*** Recorded data ***

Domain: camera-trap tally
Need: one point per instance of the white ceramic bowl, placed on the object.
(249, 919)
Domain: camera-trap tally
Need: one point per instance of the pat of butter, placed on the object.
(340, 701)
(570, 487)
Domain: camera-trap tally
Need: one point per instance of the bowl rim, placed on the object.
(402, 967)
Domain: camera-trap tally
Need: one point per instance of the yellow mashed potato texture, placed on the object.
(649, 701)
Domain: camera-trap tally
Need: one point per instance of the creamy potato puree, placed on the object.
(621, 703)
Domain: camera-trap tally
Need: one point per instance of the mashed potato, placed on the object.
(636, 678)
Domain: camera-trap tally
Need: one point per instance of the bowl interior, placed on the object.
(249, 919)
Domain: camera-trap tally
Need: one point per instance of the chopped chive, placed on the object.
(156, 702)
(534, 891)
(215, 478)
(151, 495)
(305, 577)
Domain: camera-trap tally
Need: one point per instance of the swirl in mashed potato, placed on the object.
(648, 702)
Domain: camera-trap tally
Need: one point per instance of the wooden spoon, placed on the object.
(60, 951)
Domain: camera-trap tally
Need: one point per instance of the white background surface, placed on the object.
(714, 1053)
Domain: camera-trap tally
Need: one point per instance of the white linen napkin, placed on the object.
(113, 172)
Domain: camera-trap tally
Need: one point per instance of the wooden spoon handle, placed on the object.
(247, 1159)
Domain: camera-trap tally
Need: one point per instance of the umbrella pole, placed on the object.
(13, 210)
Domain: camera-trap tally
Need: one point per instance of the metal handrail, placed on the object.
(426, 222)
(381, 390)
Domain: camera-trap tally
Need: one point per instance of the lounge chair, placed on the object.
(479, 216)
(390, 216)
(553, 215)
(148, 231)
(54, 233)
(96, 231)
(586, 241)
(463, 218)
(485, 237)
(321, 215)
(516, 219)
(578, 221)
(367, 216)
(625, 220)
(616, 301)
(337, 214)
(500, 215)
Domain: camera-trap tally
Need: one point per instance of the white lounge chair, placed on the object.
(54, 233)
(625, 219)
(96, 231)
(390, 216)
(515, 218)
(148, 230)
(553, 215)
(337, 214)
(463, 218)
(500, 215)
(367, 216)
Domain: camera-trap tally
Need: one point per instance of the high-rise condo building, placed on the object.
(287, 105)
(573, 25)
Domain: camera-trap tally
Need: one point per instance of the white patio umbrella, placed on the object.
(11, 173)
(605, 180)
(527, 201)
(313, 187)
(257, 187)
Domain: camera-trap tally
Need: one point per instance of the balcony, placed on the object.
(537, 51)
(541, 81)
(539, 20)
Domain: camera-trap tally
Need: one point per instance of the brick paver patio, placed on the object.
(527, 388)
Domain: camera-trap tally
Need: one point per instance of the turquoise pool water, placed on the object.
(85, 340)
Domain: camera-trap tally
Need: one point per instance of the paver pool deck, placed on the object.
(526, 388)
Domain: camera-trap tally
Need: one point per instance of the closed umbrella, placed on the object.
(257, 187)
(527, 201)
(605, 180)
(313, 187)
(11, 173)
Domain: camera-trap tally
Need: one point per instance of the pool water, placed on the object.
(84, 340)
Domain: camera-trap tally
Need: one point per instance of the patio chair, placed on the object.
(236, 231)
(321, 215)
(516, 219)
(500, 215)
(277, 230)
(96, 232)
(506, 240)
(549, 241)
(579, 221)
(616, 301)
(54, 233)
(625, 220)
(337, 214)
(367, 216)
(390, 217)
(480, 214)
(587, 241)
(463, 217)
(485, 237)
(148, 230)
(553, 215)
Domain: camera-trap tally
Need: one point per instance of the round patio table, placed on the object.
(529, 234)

***

Work item>
An exact copy of every record is needed, so retype them all.

Response>
Domain: camera-trap tally
Need: one point per instance of the white ceramic bowl, placed on the object.
(249, 919)
Domain: camera-trap tally
Need: one point per instance of the pat of butter, placed on the object.
(340, 701)
(570, 487)
Domain: camera-trap tally
Need: one point per instance of the bowl rim, placed on the object.
(402, 967)
Domain: camera-trap tally
Need: one point per instance of the yellow mashed potato texture, placed on the object.
(649, 701)
Domain: camera-trap tally
Need: one point per instance of the creamy potato puree, placed on the object.
(621, 703)
Domain: camera-trap tally
Need: one point per instance of the mashed potato, placed on the object.
(636, 678)
Domain: camera-trap tally
Need: one point per instance of the bowl interior, placed on the object.
(249, 919)
Domain: camera-trap tally
Need: one point per instance of the chopped chive, placed on the object.
(156, 702)
(534, 891)
(215, 478)
(151, 495)
(305, 577)
Domain: camera-trap tally
Need: one point per instance of the swirl in mashed potato, placed on the object.
(648, 702)
Domain: camera-trap tally
Need: one point per instance of the wooden spoon, placed on the object.
(60, 951)
Domain: camera-trap tally
Need: one point per instance of the white background surface, placed on the object.
(714, 1053)
Domain: camera-trap tally
Need: one point per instance of the white linen napkin, placed on the object.
(113, 172)
Domain: camera-trap tally
Need: one point per instance of the wooden spoon handle, placed on the object.
(247, 1159)
Domain: camera-trap tally
Need: one point per instance of the umbrella pole, placed on the object.
(13, 210)
Domain: camera-trap tally
Need: one point per instance of the metal handrail, placed on the object.
(426, 222)
(381, 390)
Domain: camera-trap tally
Need: one point per instance of the lounge chair, placed on the object.
(479, 216)
(390, 216)
(553, 215)
(148, 231)
(54, 233)
(96, 231)
(586, 241)
(463, 218)
(485, 237)
(321, 215)
(516, 219)
(578, 221)
(367, 216)
(625, 220)
(616, 301)
(337, 214)
(500, 215)
Domain: camera-trap tally
Need: one point per instance of the white lounge chair, placed on the object.
(54, 233)
(625, 219)
(96, 231)
(390, 216)
(515, 218)
(148, 230)
(553, 215)
(337, 214)
(463, 218)
(500, 215)
(367, 216)
Domain: camera-trap tally
Need: one point per instance of the high-rise condo building, placed on the object.
(287, 105)
(573, 25)
Domain: camera-trap tally
Need: one point per instance of the white patio umbrella, placed on the object.
(11, 173)
(605, 180)
(527, 201)
(313, 187)
(257, 187)
Domain: camera-trap tally
Need: one point per instance of the balcony, placed on the object.
(537, 51)
(541, 81)
(539, 20)
Domain: camera-trap tally
Need: one point per instance of the brick paver patio, placed on the object.
(527, 388)
Domain: camera-trap tally
Need: one point per instance of the turquoise pool water, placed on the object.
(85, 340)
Domain: camera-trap tally
Need: one point per instance of the paver pool deck, placed on the object.
(526, 388)
Domain: camera-trap tally
Need: one point per instance of the closed umbrella, placed on the object.
(257, 187)
(527, 201)
(605, 180)
(313, 187)
(11, 173)
Domain: camera-trap tally
Need: one point per instance of the pool water, placed on the object.
(84, 340)
Domain: camera-trap tally
Need: one point per instance of the patio chair, placed on the object.
(236, 231)
(321, 215)
(516, 219)
(500, 215)
(277, 230)
(96, 232)
(506, 240)
(549, 241)
(579, 221)
(616, 301)
(54, 233)
(625, 220)
(337, 214)
(367, 216)
(390, 217)
(480, 214)
(587, 241)
(463, 217)
(485, 237)
(148, 230)
(553, 215)
Domain: camera-trap tally
Need: one point per instance of the round patio table, placed on the object.
(529, 234)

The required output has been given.